═════ Input for this task

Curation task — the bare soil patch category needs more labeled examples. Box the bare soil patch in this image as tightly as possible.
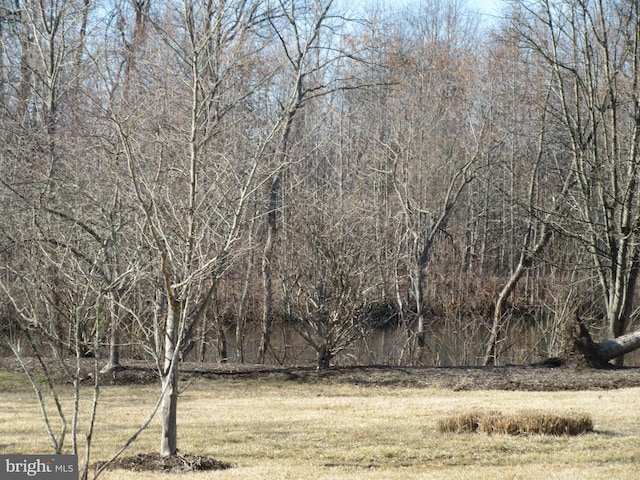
[3,356,640,391]
[177,362,640,391]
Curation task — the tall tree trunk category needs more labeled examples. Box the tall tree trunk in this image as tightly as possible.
[198,313,207,363]
[217,319,227,363]
[160,298,179,457]
[257,177,279,364]
[101,290,123,373]
[415,243,431,350]
[235,256,253,363]
[317,342,331,370]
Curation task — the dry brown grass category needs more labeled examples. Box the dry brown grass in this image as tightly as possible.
[481,412,594,436]
[435,411,484,433]
[437,411,594,436]
[1,371,640,479]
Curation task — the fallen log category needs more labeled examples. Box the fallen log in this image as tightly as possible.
[597,329,640,363]
[561,314,640,368]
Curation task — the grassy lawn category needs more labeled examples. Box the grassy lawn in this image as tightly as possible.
[1,372,639,479]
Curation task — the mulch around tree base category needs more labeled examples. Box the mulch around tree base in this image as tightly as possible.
[100,453,233,473]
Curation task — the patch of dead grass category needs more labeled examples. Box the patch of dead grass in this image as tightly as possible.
[481,411,594,436]
[437,411,594,435]
[435,411,485,433]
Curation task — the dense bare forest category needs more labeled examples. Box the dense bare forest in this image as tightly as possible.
[3,0,640,379]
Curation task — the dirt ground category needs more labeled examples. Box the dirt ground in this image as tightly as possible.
[4,356,640,391]
[180,362,640,391]
[5,357,640,473]
[100,452,233,474]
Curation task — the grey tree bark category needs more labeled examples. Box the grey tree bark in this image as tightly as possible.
[597,330,640,363]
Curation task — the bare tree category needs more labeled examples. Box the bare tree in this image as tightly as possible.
[255,0,364,363]
[364,0,490,362]
[512,0,640,364]
[107,0,351,456]
[483,69,574,364]
[0,222,104,478]
[283,204,377,369]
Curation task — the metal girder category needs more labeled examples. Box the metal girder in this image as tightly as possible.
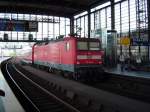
[0,6,72,17]
[0,1,88,17]
[148,0,150,61]
[89,0,109,9]
[0,40,49,43]
[0,0,108,17]
[11,0,89,10]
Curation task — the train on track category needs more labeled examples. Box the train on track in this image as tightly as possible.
[22,36,104,81]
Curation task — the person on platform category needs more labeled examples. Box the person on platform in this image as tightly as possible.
[136,55,142,69]
[119,53,125,72]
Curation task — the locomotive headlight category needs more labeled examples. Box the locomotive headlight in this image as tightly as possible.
[77,55,87,59]
[92,55,101,59]
[77,55,101,59]
[98,61,102,64]
[77,61,80,64]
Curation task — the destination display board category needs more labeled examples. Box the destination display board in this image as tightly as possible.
[131,33,149,46]
[0,19,38,32]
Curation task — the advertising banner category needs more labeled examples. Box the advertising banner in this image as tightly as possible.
[0,19,38,32]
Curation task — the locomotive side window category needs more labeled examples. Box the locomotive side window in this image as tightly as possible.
[65,42,70,51]
[77,42,88,50]
[89,42,100,50]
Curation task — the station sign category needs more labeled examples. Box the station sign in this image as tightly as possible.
[0,19,38,32]
[132,34,150,46]
[131,37,149,46]
[120,36,130,46]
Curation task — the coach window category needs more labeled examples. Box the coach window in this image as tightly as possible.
[66,42,70,51]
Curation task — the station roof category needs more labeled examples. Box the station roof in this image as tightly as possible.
[0,0,108,17]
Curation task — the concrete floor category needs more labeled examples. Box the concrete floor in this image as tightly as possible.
[0,57,24,112]
[105,64,150,79]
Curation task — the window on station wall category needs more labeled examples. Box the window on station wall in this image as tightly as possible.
[48,16,53,39]
[30,14,36,21]
[0,13,70,41]
[29,32,36,40]
[74,20,76,34]
[18,14,24,20]
[90,13,94,30]
[18,32,24,40]
[81,17,84,37]
[0,31,4,39]
[11,32,17,40]
[74,11,88,19]
[54,17,60,37]
[94,11,100,30]
[24,14,30,21]
[3,31,11,40]
[11,13,18,20]
[43,22,48,39]
[100,9,106,29]
[5,13,12,20]
[76,18,81,36]
[145,0,148,25]
[66,18,70,36]
[48,23,53,39]
[37,22,43,40]
[121,1,129,33]
[93,7,111,31]
[106,7,111,30]
[0,13,5,18]
[130,0,136,32]
[60,17,65,36]
[115,4,121,34]
[74,15,88,38]
[84,16,88,38]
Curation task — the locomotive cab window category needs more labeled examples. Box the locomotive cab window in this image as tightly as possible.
[77,42,88,50]
[89,42,100,50]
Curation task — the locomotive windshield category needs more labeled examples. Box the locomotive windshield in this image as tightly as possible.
[89,42,100,50]
[77,41,100,51]
[77,42,88,50]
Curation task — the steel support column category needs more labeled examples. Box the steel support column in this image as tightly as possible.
[88,9,91,38]
[111,0,115,30]
[148,0,150,61]
[70,17,74,35]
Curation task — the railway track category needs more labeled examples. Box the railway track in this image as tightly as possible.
[2,60,82,112]
[30,63,150,103]
[87,72,150,103]
[16,59,150,103]
[1,58,150,112]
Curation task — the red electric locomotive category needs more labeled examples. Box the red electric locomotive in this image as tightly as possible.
[31,36,104,80]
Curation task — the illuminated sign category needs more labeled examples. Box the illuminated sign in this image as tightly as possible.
[0,19,38,32]
[120,37,130,46]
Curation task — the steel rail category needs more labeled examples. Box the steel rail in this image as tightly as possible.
[11,63,81,112]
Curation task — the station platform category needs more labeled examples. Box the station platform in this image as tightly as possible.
[105,64,150,79]
[0,57,24,112]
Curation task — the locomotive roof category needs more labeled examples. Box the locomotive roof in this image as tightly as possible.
[35,37,100,46]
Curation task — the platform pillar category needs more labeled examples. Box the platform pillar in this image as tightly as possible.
[148,0,150,61]
[70,17,74,35]
[111,0,115,30]
[88,9,91,38]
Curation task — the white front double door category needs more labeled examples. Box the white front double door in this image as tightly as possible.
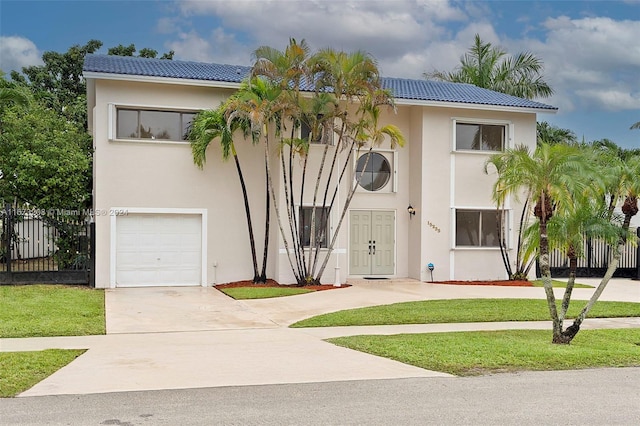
[349,210,395,275]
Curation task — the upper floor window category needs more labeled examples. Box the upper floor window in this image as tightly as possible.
[455,209,504,247]
[116,108,195,141]
[356,152,391,192]
[300,115,333,145]
[456,123,505,152]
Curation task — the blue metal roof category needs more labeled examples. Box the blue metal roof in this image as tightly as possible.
[84,54,557,111]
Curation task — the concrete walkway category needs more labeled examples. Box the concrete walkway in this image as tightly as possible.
[1,278,639,397]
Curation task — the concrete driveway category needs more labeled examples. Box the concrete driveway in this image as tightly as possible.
[3,278,639,396]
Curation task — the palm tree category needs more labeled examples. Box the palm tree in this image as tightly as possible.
[489,143,594,343]
[426,34,553,100]
[0,86,30,109]
[561,151,640,340]
[189,102,270,283]
[536,122,577,146]
[250,42,405,285]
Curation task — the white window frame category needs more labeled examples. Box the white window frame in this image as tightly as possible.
[108,103,200,145]
[353,149,398,193]
[452,118,513,153]
[451,207,508,249]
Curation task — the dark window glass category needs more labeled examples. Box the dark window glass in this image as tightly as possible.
[456,210,504,247]
[116,109,139,139]
[299,207,329,248]
[116,108,195,141]
[456,123,505,151]
[356,152,391,191]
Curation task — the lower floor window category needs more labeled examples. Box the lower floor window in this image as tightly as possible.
[300,206,329,248]
[455,209,504,247]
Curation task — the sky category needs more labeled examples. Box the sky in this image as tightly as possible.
[1,0,639,148]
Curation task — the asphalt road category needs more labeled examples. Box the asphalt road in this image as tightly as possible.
[1,367,639,425]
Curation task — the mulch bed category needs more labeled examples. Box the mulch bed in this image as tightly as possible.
[432,280,533,287]
[215,279,350,291]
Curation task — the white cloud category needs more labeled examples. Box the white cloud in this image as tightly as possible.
[519,16,640,111]
[166,28,252,65]
[0,36,42,74]
[172,0,470,78]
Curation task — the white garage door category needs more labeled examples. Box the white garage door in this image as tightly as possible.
[115,214,202,287]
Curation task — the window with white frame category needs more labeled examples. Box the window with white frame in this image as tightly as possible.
[299,206,329,248]
[455,209,504,247]
[300,115,333,145]
[456,122,506,151]
[116,108,196,141]
[354,151,396,192]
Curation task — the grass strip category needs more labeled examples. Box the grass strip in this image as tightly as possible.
[531,279,592,288]
[327,328,640,376]
[219,287,313,299]
[291,298,640,328]
[0,285,105,338]
[0,349,85,397]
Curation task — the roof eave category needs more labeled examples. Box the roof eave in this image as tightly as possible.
[82,71,244,90]
[393,97,558,114]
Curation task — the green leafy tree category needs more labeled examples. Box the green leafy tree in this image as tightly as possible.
[0,95,90,210]
[108,44,174,59]
[426,34,553,99]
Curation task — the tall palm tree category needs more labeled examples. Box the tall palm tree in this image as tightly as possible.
[250,43,405,285]
[489,143,593,343]
[189,102,269,283]
[536,122,577,146]
[426,34,553,100]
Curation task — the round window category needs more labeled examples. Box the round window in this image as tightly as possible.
[356,152,391,191]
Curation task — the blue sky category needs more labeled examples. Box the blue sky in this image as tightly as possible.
[1,0,639,148]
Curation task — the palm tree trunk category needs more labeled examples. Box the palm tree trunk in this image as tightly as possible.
[539,217,564,343]
[496,205,513,278]
[259,160,270,283]
[316,148,372,282]
[306,142,330,281]
[264,129,301,284]
[232,152,260,282]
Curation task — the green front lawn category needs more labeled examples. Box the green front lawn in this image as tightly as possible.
[328,328,640,376]
[219,287,313,299]
[291,298,640,328]
[0,285,105,338]
[0,349,85,397]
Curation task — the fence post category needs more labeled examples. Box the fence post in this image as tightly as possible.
[635,228,640,281]
[89,221,96,287]
[4,203,12,274]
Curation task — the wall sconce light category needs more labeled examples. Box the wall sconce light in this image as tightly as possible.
[407,204,416,218]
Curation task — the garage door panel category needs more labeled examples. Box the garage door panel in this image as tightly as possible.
[115,213,202,287]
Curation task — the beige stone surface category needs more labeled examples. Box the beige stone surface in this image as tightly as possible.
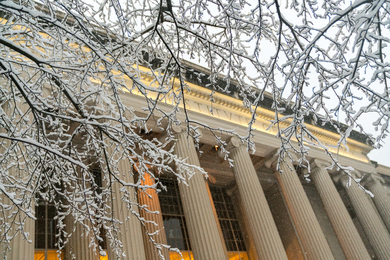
[106,156,146,260]
[174,129,227,260]
[276,160,334,260]
[311,160,370,260]
[341,175,390,260]
[138,173,170,260]
[229,138,287,260]
[364,174,390,232]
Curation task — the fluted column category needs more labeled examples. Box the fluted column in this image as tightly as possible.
[65,218,99,260]
[0,169,34,260]
[106,155,146,260]
[363,174,390,232]
[228,137,287,260]
[9,218,35,260]
[137,173,170,260]
[64,166,98,260]
[0,102,35,260]
[173,126,227,260]
[0,201,35,260]
[231,189,260,260]
[310,159,370,260]
[340,174,390,260]
[275,159,335,260]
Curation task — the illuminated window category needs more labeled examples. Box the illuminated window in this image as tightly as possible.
[34,198,106,260]
[34,200,62,260]
[209,186,246,252]
[158,179,248,260]
[158,179,191,251]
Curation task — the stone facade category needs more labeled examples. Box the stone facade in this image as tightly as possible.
[5,65,390,260]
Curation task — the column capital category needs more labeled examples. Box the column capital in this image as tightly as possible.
[230,136,242,148]
[171,124,203,137]
[222,136,251,159]
[310,158,331,171]
[171,123,185,134]
[361,173,385,188]
[339,172,370,191]
[334,170,362,186]
[224,136,244,152]
[264,152,299,170]
[339,174,354,187]
[264,152,278,169]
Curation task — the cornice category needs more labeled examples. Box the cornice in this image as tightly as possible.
[181,80,373,155]
[117,65,372,163]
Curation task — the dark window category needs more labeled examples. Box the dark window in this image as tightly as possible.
[35,185,64,260]
[91,167,107,250]
[210,186,246,252]
[158,179,191,251]
[35,200,59,250]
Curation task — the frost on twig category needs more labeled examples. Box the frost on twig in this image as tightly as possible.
[0,0,388,257]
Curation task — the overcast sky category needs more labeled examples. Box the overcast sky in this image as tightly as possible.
[368,145,390,167]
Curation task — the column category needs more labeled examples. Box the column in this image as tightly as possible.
[310,159,370,260]
[274,159,335,260]
[138,173,170,260]
[173,126,227,260]
[106,156,146,260]
[228,137,287,260]
[64,167,99,260]
[231,189,260,260]
[340,174,390,260]
[363,174,390,232]
[0,102,35,260]
[0,202,35,260]
[65,218,99,260]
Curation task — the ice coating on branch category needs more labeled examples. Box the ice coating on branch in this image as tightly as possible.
[0,0,388,257]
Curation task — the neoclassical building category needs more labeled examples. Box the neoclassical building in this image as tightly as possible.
[4,62,390,260]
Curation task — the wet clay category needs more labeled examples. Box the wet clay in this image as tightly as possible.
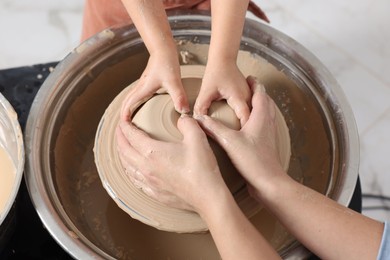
[94,65,291,233]
[54,41,332,259]
[0,146,15,215]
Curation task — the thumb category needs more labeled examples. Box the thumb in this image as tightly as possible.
[196,115,232,148]
[193,86,218,116]
[120,84,154,121]
[226,96,250,126]
[176,114,206,141]
[167,82,190,114]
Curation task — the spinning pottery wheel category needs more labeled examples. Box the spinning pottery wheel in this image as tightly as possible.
[24,13,360,259]
[94,65,291,233]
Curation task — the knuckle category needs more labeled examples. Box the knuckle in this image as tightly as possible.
[141,167,152,178]
[144,149,155,159]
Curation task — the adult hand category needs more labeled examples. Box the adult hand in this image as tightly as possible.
[120,53,190,121]
[116,114,225,212]
[198,76,385,260]
[196,76,285,200]
[116,76,282,260]
[194,61,251,126]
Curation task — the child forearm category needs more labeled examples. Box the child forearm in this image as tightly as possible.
[121,0,177,56]
[208,0,250,63]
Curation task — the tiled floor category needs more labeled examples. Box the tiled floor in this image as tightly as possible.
[1,0,389,221]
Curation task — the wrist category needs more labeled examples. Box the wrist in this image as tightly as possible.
[148,39,178,58]
[194,185,234,222]
[250,167,293,201]
[207,50,237,66]
[208,32,240,64]
[204,56,238,76]
[149,48,180,69]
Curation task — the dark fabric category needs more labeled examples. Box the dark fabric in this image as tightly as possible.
[0,62,71,260]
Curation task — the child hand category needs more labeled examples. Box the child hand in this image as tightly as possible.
[194,62,251,126]
[120,53,190,121]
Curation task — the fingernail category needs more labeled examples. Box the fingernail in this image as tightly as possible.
[256,83,266,93]
[193,114,205,121]
[181,108,190,114]
[180,113,190,118]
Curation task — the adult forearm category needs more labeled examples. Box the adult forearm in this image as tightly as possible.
[121,0,177,55]
[260,174,384,260]
[198,186,280,260]
[208,0,250,63]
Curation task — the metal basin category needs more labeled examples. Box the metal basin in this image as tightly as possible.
[25,11,359,259]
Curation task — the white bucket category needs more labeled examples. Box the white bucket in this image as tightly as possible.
[0,93,24,249]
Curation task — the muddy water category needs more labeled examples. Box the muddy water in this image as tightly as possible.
[54,43,332,258]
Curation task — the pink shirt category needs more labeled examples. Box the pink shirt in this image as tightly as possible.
[81,0,268,41]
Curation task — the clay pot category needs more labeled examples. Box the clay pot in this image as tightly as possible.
[94,64,291,233]
[25,11,359,259]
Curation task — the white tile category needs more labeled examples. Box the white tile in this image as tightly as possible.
[333,64,390,133]
[259,0,390,86]
[256,0,390,133]
[362,194,390,222]
[1,0,83,11]
[0,0,83,69]
[360,112,390,194]
[360,111,390,221]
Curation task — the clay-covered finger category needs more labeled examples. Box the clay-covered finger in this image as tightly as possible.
[116,132,155,194]
[126,172,156,196]
[140,185,158,200]
[116,126,144,169]
[193,86,219,116]
[118,121,158,153]
[244,78,276,134]
[177,114,208,142]
[166,80,190,114]
[226,96,250,126]
[120,82,156,121]
[128,174,147,191]
[247,76,266,94]
[196,115,233,149]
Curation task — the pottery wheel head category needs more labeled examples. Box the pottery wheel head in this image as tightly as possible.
[94,65,291,233]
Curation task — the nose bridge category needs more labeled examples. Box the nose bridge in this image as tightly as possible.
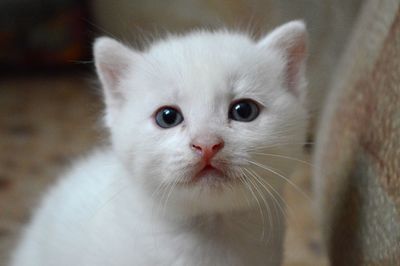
[184,86,226,147]
[187,101,226,160]
[188,104,225,145]
[188,109,220,135]
[189,116,223,145]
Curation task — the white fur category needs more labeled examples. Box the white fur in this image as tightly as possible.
[11,21,308,266]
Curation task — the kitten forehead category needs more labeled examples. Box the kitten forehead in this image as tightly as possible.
[146,31,255,79]
[149,30,255,55]
[137,31,279,102]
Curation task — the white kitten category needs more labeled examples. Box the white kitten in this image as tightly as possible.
[10,21,308,266]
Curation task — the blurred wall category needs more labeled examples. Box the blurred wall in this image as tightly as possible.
[0,0,90,70]
[91,0,363,133]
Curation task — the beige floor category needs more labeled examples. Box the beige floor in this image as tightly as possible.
[0,75,327,265]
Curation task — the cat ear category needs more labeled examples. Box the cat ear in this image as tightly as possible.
[94,37,139,125]
[257,20,308,98]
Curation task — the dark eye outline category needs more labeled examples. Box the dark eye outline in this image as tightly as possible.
[154,106,184,129]
[229,99,260,122]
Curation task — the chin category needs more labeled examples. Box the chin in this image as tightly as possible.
[168,173,255,216]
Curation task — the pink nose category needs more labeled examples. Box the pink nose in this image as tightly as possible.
[191,139,224,162]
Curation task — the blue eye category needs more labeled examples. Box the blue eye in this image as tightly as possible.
[229,99,260,122]
[155,107,184,128]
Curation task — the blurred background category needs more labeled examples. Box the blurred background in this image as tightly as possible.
[0,0,364,265]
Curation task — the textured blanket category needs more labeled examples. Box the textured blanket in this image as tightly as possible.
[314,0,400,264]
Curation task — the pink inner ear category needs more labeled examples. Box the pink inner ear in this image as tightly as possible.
[101,63,118,87]
[98,60,127,105]
[100,61,126,90]
[286,39,307,97]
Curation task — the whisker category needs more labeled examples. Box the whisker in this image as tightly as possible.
[239,169,266,240]
[156,181,173,217]
[247,168,301,228]
[243,168,273,242]
[151,181,170,213]
[232,170,252,208]
[88,178,129,221]
[243,168,277,242]
[252,168,303,230]
[246,141,314,151]
[245,159,310,201]
[163,179,179,215]
[244,168,286,224]
[246,168,305,231]
[249,152,314,167]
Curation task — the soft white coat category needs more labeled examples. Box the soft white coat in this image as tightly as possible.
[11,21,308,266]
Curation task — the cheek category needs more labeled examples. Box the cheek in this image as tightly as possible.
[110,120,158,171]
[114,123,194,177]
[229,123,269,152]
[155,135,195,180]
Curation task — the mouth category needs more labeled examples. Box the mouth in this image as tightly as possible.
[195,165,222,178]
[188,164,230,185]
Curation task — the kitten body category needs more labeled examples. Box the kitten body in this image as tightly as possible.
[11,21,308,266]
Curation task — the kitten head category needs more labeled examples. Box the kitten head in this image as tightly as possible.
[94,21,308,216]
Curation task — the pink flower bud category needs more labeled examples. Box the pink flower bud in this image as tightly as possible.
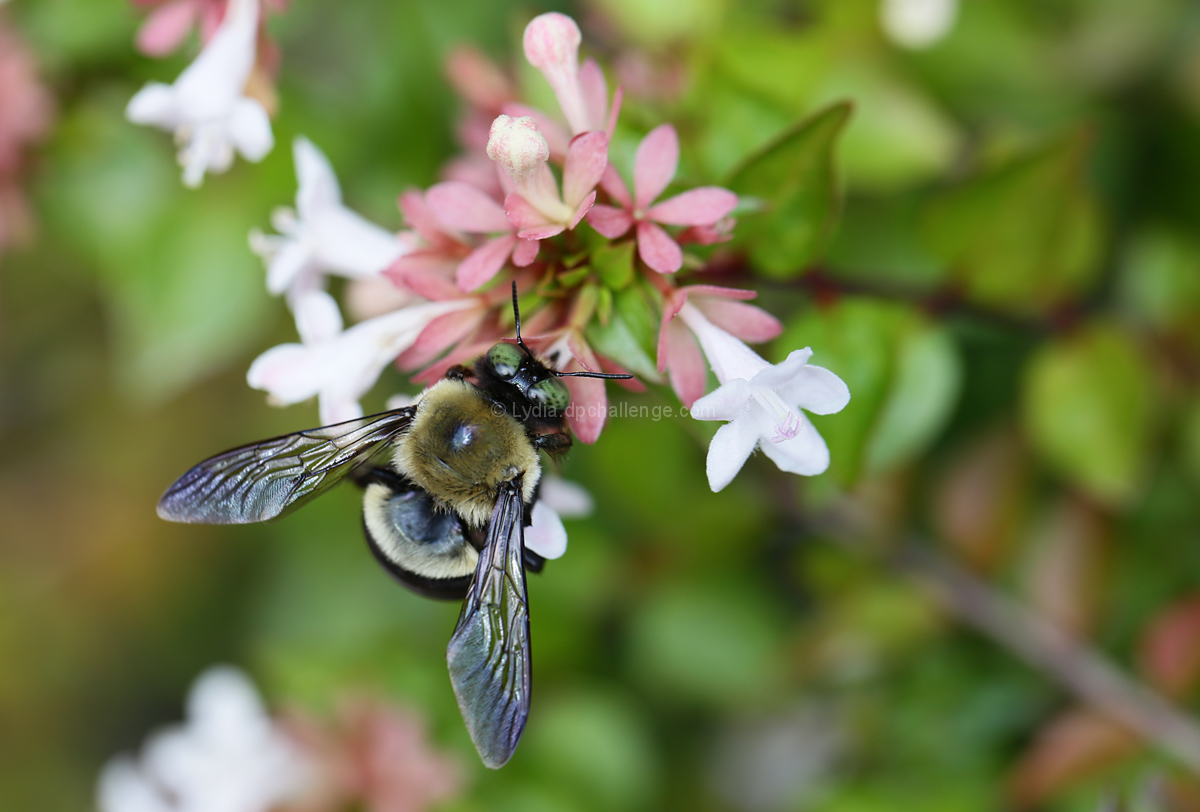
[522,13,581,73]
[522,13,591,135]
[486,114,549,183]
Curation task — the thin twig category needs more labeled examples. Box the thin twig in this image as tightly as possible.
[894,540,1200,774]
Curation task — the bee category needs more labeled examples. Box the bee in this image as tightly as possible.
[157,284,630,769]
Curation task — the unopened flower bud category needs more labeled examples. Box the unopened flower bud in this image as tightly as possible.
[522,13,581,72]
[486,114,550,182]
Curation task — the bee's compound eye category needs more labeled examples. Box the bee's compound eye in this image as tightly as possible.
[486,343,523,379]
[529,376,570,414]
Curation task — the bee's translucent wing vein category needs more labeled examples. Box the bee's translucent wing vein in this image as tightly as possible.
[157,408,415,524]
[446,480,531,769]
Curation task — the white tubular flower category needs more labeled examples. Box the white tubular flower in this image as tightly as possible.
[247,290,477,425]
[250,138,409,301]
[682,304,850,492]
[126,0,273,187]
[96,666,310,812]
[525,476,594,560]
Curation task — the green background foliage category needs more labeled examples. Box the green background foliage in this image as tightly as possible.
[5,0,1200,810]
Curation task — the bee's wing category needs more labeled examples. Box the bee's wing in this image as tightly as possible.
[157,408,416,524]
[446,478,531,769]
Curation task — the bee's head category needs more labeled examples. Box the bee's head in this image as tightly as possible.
[481,283,633,418]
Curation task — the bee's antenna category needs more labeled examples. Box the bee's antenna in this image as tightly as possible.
[556,369,635,380]
[511,281,633,380]
[511,281,533,357]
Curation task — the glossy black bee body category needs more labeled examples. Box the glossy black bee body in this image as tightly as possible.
[156,284,630,768]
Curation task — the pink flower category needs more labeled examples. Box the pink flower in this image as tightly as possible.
[522,13,620,137]
[486,115,608,241]
[283,697,462,812]
[424,180,540,291]
[586,124,738,273]
[657,285,782,407]
[132,0,287,58]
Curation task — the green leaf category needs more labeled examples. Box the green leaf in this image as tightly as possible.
[1117,227,1200,332]
[776,298,961,485]
[592,241,636,290]
[923,131,1104,311]
[627,581,784,706]
[864,324,962,473]
[585,285,663,384]
[1023,323,1156,506]
[725,102,851,278]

══════════

Set down only the line containing "Curation task — the bee's head" and the lines after it through the end, exactly as they appear above.

Curation task — the bee's head category needs more labeled examples. Box the bee's head in this image as tightly as possible.
[481,283,633,418]
Curation task — the bee's antenna category needs more labeled examples. Box the bee's antenna in this image as tightly as possible.
[556,369,635,380]
[511,281,633,380]
[511,281,533,357]
Curation task — the glossy black bee body category needs more labeled examples. Box the glossy black bee body in this image as tightly as possible.
[156,284,630,768]
Curation task — the pink flower category needs more labeled examples. Box the pink flower in this image as tightly as possible.
[522,13,620,137]
[486,115,608,241]
[283,697,462,812]
[424,180,540,291]
[586,124,738,273]
[657,285,782,407]
[132,0,287,58]
Curation task — the green leaf category needs more labeled examples. Box the green leaf in this image as tightly as possible.
[1117,227,1200,332]
[776,298,961,485]
[592,241,636,290]
[923,131,1104,311]
[627,581,784,706]
[864,324,962,473]
[585,285,663,384]
[1023,323,1156,506]
[725,102,851,278]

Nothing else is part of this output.